# The data start
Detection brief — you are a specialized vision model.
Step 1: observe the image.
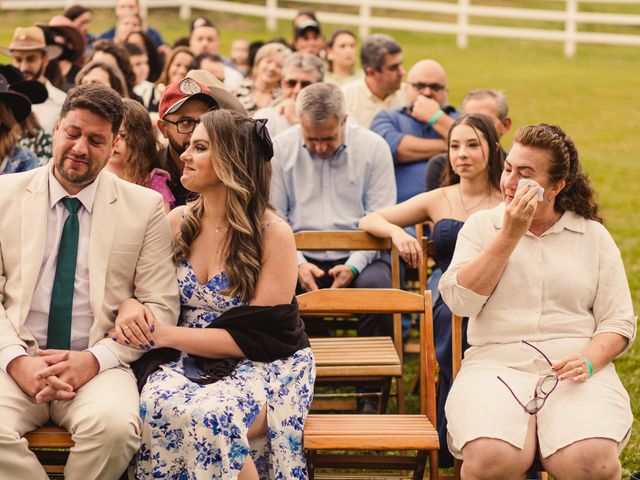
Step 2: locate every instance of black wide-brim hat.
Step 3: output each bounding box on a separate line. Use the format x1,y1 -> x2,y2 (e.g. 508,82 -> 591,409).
0,74 -> 31,123
0,65 -> 49,105
36,15 -> 87,62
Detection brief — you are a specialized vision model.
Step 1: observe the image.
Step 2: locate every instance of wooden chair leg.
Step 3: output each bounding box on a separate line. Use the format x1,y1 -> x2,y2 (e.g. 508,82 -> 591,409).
396,377 -> 404,415
378,378 -> 391,413
429,445 -> 442,480
452,456 -> 462,480
306,450 -> 316,480
413,450 -> 429,480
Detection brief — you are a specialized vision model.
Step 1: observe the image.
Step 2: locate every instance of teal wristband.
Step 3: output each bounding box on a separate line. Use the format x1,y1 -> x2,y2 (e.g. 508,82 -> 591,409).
582,355 -> 593,378
427,110 -> 444,127
345,263 -> 360,277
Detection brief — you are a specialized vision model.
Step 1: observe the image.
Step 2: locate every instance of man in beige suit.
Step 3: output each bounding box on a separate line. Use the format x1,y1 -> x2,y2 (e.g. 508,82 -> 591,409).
0,85 -> 179,480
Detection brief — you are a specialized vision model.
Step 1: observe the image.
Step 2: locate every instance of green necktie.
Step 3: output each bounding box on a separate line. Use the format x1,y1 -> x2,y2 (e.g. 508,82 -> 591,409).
47,197 -> 81,350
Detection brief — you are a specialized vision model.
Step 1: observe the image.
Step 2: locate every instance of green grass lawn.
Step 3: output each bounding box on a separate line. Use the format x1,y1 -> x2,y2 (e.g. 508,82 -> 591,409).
0,2 -> 640,478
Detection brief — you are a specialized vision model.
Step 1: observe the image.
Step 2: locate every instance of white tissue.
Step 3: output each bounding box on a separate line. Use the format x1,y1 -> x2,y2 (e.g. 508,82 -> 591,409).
516,178 -> 544,202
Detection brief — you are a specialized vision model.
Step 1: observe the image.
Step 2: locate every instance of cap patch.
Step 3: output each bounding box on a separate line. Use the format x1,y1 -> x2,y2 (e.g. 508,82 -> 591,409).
178,78 -> 202,95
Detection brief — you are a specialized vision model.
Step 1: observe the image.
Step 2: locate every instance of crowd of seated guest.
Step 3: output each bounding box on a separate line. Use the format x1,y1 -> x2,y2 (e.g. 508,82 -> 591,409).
0,0 -> 635,479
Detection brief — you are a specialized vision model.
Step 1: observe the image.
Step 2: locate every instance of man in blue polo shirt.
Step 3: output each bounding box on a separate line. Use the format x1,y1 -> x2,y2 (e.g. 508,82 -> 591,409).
370,60 -> 458,202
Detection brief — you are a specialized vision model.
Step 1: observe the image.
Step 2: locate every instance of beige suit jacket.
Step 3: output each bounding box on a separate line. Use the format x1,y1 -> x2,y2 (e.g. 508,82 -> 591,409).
0,167 -> 179,364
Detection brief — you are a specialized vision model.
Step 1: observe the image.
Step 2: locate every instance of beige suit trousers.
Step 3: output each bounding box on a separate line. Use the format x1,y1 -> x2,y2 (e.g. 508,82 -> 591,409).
0,367 -> 141,480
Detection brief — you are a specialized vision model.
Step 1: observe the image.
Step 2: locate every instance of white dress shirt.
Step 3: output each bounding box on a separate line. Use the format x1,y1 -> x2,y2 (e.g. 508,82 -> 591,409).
342,78 -> 407,128
439,203 -> 636,348
271,121 -> 396,272
0,165 -> 119,371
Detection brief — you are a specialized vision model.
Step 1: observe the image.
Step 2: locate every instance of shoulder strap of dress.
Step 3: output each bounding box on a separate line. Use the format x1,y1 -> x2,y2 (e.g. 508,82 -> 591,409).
262,217 -> 282,232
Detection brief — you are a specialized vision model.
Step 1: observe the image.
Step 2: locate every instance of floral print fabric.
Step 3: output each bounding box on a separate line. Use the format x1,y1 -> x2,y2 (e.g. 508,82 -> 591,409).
135,261 -> 315,480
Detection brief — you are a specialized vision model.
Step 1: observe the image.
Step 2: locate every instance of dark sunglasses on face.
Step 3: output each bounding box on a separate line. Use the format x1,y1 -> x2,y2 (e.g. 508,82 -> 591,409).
164,118 -> 200,134
410,82 -> 446,92
284,78 -> 313,89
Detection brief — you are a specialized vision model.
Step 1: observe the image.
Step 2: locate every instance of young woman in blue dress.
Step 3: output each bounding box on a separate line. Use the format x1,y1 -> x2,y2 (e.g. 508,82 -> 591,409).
359,114 -> 504,467
113,110 -> 315,479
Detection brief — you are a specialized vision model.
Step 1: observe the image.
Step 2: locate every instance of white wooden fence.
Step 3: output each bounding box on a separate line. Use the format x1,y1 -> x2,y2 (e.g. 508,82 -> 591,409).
0,0 -> 640,57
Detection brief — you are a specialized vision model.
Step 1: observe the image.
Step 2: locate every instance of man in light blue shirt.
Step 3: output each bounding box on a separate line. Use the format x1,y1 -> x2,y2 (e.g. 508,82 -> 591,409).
271,83 -> 396,342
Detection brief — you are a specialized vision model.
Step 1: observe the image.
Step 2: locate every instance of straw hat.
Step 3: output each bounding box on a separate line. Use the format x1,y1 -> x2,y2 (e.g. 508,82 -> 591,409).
186,70 -> 247,115
0,65 -> 49,105
0,27 -> 62,60
0,74 -> 31,123
36,15 -> 87,62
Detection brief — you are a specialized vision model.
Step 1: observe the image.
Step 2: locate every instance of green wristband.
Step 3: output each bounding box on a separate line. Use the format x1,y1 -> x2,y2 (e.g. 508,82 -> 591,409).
427,110 -> 444,127
345,263 -> 360,277
582,355 -> 593,378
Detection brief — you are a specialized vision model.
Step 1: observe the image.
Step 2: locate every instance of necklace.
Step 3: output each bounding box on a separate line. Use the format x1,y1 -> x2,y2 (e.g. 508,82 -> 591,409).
458,184 -> 491,216
202,218 -> 229,233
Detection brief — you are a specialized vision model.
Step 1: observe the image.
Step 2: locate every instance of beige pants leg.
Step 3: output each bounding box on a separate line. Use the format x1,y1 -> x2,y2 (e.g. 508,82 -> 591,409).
51,368 -> 141,480
0,370 -> 49,480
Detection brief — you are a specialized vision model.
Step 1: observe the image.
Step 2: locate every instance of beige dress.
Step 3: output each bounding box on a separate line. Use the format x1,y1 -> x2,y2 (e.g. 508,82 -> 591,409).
440,204 -> 636,458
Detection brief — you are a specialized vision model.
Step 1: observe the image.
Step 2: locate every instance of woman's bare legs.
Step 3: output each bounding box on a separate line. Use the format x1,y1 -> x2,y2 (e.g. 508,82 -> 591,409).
238,403 -> 267,480
542,438 -> 622,480
461,417 -> 537,480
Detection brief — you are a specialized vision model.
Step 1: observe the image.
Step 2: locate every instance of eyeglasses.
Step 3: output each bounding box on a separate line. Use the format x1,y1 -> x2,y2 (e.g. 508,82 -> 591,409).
163,118 -> 200,134
409,82 -> 446,92
497,340 -> 558,415
283,78 -> 313,89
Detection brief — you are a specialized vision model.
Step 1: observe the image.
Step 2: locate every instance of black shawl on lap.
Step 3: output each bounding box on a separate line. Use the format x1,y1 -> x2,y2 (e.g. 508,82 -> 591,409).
131,298 -> 309,391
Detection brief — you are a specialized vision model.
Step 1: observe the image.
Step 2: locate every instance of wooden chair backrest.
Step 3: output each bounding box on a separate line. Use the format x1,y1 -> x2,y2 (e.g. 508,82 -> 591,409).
294,230 -> 400,288
297,288 -> 436,426
294,230 -> 402,360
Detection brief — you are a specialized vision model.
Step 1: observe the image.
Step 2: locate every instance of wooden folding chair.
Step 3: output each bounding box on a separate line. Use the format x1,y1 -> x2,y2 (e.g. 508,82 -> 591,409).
25,423 -> 74,475
298,289 -> 439,480
295,230 -> 404,413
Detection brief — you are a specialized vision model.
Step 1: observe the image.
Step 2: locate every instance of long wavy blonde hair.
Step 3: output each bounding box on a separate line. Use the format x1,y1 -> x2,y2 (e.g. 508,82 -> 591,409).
175,110 -> 271,301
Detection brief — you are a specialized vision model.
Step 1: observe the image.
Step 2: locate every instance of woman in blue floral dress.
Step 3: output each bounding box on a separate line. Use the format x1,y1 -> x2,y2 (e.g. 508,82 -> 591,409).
114,110 -> 315,480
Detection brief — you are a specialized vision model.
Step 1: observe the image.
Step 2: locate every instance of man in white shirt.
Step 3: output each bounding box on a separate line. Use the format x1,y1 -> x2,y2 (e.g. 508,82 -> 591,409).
0,27 -> 66,133
253,52 -> 324,137
0,84 -> 179,480
342,33 -> 406,128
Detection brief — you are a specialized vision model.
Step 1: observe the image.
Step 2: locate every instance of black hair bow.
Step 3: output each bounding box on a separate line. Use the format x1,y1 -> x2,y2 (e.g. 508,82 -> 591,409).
255,118 -> 273,161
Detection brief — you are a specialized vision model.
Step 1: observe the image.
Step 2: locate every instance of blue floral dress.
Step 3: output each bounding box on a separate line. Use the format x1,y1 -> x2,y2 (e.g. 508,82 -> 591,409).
135,261 -> 315,480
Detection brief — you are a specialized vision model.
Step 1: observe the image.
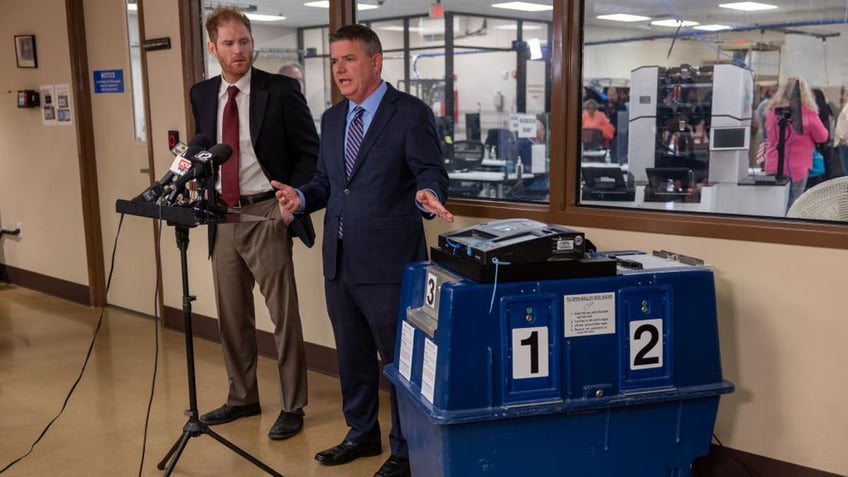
# The data end
◆ Prompt:
Please copy the rows from the very first line through the line containing "47,197 -> 81,350", including that line, and substitute "inspect" for every "observe" while keeping everything else the same. Leave the pictures out of your copy.

◆ Task output:
Detection brief — you are a specialized vision model.
Step 1: inspect the image.
Step 2: locate every instance of black wide-brim hat.
Step 3: output each bounding box on a separate line. Use the format x1,y1 -> x2,y2 (e.g. 508,82 -> 591,409).
0,74 -> 31,123
0,65 -> 49,105
36,15 -> 87,62
Detection brief — you are a specialized vision model.
Step 1: inspect the image.
Step 2: locate every instance of wooden chair leg.
Step 3: output each bounding box on a separate line. Use the format x1,y1 -> x2,y2 (e.g. 508,82 -> 591,409).
396,377 -> 404,415
378,378 -> 391,413
429,445 -> 442,480
452,456 -> 462,480
306,450 -> 316,480
413,450 -> 429,480
Detection brief — you are a specialized vision model.
Step 1: inspect the image.
Step 2: locate every instance of teal wristband.
Step 3: output each bounding box on a separate line. Use the format x1,y1 -> x2,y2 (e.g. 508,82 -> 591,409).
582,355 -> 593,378
427,110 -> 444,127
345,263 -> 360,277
Detection brief — you are a specialized vision model.
Step 1: inspect the image.
Step 2: locate every instance of man in beige suit.
Step 3: output each bounding box on a separate line. Use the format x1,y1 -> x2,y2 (e.g. 508,82 -> 591,409).
0,85 -> 179,480
Detection brief — you are a specialized vision model.
Step 1: inspect the image.
Step 2: locate every instance of green necktie.
Step 3: output each bounding box on a separate line. Use the format x1,y1 -> x2,y2 (e.g. 508,82 -> 591,409).
47,197 -> 81,350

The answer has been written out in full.